■ **WHAT THE TASK REQUIRES**:
Gather every line below that contains the word "yellow" and copy each one in full. Case counts when matching.

Excerpts from point annotation data:
◆ ◆ ◆ ◆ ◆

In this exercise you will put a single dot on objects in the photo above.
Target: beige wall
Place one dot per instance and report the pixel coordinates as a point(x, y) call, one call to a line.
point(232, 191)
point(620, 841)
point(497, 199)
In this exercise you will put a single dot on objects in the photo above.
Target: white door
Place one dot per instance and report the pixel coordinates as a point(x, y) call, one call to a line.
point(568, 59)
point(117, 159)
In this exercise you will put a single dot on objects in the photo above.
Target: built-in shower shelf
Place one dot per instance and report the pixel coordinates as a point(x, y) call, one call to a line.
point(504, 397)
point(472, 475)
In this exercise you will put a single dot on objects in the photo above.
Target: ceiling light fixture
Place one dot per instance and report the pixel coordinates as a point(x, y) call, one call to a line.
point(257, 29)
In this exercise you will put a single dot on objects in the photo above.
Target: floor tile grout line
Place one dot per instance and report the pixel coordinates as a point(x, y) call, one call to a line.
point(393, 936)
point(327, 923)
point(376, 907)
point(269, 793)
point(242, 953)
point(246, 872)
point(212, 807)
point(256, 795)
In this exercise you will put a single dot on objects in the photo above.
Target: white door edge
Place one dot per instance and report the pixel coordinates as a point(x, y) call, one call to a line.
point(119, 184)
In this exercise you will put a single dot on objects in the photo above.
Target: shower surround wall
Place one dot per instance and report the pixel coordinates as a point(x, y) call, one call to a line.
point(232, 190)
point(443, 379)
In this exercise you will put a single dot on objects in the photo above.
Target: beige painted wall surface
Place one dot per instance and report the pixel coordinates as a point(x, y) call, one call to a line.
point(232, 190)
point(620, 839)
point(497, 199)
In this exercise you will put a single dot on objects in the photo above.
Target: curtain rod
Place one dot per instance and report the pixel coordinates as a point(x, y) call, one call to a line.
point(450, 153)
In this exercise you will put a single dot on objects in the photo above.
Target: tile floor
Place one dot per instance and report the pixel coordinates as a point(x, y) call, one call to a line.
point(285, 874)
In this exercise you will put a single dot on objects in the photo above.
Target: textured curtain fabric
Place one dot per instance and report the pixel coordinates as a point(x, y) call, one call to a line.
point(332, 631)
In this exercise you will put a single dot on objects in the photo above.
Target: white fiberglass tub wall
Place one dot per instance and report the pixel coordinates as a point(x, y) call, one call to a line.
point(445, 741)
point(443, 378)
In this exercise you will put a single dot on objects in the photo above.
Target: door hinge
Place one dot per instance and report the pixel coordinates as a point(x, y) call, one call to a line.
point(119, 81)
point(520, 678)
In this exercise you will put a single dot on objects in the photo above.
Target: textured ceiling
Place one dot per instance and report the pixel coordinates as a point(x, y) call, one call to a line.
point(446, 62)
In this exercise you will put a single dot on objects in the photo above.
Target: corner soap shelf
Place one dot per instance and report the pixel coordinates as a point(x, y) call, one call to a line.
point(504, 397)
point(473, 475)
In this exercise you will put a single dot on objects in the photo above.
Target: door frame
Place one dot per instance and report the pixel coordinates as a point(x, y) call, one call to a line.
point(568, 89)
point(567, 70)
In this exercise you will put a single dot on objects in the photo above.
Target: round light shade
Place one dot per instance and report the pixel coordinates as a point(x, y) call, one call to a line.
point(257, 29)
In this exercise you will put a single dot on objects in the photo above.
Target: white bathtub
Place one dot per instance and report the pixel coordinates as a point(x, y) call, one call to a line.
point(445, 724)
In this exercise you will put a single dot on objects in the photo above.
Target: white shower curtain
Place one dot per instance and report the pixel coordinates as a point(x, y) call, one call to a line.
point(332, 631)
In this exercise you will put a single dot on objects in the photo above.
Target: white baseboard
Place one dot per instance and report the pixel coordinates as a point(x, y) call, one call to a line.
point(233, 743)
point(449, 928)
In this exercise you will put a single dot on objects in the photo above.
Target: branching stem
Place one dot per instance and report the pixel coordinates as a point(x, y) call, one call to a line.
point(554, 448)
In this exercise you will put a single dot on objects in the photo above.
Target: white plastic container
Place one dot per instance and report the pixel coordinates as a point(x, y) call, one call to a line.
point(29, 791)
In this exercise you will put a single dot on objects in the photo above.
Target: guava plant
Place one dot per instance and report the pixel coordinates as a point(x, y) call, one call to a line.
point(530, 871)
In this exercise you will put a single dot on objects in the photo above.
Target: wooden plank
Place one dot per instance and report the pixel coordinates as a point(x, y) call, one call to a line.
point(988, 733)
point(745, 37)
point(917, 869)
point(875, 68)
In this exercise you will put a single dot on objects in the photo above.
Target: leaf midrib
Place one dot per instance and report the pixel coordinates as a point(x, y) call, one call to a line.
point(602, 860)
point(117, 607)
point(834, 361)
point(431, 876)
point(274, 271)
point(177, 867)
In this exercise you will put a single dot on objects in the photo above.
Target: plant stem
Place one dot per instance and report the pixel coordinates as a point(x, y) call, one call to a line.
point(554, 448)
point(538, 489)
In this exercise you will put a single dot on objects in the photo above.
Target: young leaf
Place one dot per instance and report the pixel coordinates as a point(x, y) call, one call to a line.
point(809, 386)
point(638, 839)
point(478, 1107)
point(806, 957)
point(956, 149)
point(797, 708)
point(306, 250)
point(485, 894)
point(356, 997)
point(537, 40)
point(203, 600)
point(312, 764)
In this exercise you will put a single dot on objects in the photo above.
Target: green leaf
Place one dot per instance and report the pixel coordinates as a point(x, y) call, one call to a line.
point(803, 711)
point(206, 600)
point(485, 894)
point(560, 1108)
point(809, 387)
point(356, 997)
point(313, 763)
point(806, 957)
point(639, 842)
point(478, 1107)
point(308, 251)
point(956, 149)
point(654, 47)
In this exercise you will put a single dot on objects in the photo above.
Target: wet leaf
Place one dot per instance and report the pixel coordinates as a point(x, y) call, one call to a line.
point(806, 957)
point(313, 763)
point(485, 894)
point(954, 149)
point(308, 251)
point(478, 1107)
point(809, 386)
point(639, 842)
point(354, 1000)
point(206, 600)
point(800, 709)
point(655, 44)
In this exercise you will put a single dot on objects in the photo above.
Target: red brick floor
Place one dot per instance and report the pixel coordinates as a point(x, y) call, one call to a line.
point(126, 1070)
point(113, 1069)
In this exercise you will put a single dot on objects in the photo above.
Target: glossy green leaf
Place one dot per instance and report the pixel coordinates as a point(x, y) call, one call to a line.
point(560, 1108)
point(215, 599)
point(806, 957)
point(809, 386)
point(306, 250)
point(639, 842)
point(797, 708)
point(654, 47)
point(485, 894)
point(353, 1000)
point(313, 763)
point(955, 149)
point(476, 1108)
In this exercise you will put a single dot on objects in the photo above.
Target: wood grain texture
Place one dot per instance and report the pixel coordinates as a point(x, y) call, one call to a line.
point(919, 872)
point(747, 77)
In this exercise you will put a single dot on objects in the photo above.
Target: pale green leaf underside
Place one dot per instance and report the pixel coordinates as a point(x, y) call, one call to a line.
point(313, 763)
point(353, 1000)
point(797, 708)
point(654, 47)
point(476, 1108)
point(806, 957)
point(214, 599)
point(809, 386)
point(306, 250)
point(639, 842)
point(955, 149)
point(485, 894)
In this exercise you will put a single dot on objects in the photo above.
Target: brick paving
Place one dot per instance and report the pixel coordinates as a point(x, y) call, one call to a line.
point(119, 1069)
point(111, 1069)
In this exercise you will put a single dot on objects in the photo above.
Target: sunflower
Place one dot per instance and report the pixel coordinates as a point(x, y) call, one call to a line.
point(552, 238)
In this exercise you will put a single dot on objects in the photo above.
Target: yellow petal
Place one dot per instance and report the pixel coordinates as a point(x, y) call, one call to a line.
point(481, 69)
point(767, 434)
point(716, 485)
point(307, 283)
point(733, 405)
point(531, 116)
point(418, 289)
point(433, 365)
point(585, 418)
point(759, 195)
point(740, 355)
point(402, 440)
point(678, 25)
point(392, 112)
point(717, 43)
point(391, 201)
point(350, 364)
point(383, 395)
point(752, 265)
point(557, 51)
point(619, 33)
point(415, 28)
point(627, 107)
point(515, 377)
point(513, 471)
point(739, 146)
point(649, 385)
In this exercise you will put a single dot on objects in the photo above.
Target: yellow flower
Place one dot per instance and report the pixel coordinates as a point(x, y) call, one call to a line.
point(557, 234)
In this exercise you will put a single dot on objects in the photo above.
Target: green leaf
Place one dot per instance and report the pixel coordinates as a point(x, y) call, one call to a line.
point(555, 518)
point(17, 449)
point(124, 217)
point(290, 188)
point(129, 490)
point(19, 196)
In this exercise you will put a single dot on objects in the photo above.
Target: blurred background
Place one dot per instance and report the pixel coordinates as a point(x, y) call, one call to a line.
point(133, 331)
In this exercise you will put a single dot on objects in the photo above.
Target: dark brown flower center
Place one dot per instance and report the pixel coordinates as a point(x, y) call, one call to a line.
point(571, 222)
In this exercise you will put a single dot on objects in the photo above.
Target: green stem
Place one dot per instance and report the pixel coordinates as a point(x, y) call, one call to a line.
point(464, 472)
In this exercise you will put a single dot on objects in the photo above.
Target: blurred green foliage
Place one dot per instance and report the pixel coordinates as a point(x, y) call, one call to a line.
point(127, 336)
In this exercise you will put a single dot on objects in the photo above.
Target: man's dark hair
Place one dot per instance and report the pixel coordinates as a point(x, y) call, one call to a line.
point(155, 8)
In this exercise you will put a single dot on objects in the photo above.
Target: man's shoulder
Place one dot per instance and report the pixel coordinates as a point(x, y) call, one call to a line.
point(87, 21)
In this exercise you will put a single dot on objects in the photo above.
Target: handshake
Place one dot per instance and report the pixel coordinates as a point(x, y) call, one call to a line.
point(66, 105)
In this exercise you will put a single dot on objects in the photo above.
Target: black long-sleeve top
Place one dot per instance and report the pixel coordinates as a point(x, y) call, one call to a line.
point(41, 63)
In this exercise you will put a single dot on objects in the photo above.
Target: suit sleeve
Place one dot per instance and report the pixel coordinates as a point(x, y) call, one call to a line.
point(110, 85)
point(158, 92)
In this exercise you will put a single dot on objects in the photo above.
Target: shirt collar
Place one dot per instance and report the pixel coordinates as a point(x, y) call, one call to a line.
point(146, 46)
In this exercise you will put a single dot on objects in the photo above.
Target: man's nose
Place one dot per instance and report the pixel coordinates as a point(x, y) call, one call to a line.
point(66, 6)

◆ ◆ ◆ ◆ ◆

■ **OUTPUT FOR THIS TASK**:
Target: yellow petal
Target: yellow flower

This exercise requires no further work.